:: DADOS FORNECIDOS ::
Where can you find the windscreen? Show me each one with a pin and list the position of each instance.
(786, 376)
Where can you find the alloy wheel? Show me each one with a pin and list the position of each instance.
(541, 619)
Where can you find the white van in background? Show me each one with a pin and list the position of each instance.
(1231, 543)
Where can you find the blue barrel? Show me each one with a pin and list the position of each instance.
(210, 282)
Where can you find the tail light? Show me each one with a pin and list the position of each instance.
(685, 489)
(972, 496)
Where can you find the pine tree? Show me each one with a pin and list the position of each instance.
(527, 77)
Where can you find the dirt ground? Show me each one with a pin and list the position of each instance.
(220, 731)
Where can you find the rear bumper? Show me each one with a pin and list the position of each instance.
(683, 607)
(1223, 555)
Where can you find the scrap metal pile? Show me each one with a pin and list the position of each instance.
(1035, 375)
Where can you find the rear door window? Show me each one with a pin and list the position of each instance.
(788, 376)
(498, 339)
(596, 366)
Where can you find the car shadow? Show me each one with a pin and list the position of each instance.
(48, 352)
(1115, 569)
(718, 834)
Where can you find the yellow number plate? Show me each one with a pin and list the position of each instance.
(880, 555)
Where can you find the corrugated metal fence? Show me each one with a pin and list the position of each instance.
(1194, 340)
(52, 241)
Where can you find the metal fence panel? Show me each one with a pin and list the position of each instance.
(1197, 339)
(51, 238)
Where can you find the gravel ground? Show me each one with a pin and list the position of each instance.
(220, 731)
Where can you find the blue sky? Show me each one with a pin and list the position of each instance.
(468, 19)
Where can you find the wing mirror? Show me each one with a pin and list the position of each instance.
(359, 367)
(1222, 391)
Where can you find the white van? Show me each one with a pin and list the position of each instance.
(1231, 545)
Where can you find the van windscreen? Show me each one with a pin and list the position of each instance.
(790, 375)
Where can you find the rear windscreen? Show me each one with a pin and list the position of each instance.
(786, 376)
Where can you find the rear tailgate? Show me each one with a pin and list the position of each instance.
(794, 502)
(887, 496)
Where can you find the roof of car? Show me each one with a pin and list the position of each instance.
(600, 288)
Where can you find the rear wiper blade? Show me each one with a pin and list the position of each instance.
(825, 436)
:::
§ **SOBRE O EXERCÍCIO**:
Reescreva todas as entradas acima, alterando "scrap metal pile" para "scrap heap" e mantendo o restante inalterado.

§ **RESPOSTA ESPERADA**:
Where can you find the windscreen? Show me each one with a pin and list the position of each instance.
(786, 376)
Where can you find the alloy wheel? Show me each one with a pin and list the position of each instance.
(541, 619)
Where can you find the white van in background? Show me each one with a pin and list the position of each instance.
(1231, 543)
Where can you find the blue barrel? Show me each one with a pin and list the position of each instance.
(210, 282)
Where can you find the tail light? Show me each one with a pin and list the position of each instance.
(685, 489)
(972, 496)
Where can you find the pine tree? Show me each one with a pin and list the position of each instance.
(527, 77)
Where can you find the dirt ground? Show me each one with a pin and list the position of each instance.
(220, 731)
Where can you find the rear bumper? Show me each one with a pin and list the position of each instance.
(683, 607)
(1223, 555)
Where can you find the scrap heap? Show me each one with a pin and list the position of each instance.
(1035, 375)
Where can you find the rear door window? Show me each one with a pin and list the position of each instance.
(788, 376)
(498, 339)
(596, 366)
Where can you find the car shadow? Show me each one with a pin and list the position of each instance.
(48, 352)
(1115, 569)
(718, 834)
Where can you find the yellow number plate? Show me each one with a pin and list the position of each instance.
(880, 555)
Where can you find the corrugated metal fence? Show me each one with a pin and list the position of each instance.
(1194, 340)
(52, 241)
Where can you find the metal fence panel? Show me each one with a pin and list the position of each instance.
(1197, 339)
(51, 238)
Where can you find the gravel ground? Show me each one with a pin and list the position of each instance.
(220, 731)
Where can you find the blue sky? Show me each one with a pin and list the position of each instance.
(468, 19)
Where can you find the wing mirror? Show me each one with a pin and list the position of each instance.
(359, 367)
(1222, 391)
Where can you find the white van? Show me each one with a pin and list the position of each instance.
(1231, 545)
Where can you find the van windscreen? Show me each one with a pin and list the position of each instance.
(790, 375)
Where can you find the rear windscreen? Show me each one with a pin and list the position of each instance.
(786, 376)
Where can you find the rear tailgate? Show me each one with a pin and list the position of each instance.
(794, 502)
(887, 496)
Where can you find the roof of car? Show me each one with a pin and list the position of each instance.
(600, 288)
Where can you find the rear wiper blade? Show me each one with a pin and list the position of each instance.
(825, 436)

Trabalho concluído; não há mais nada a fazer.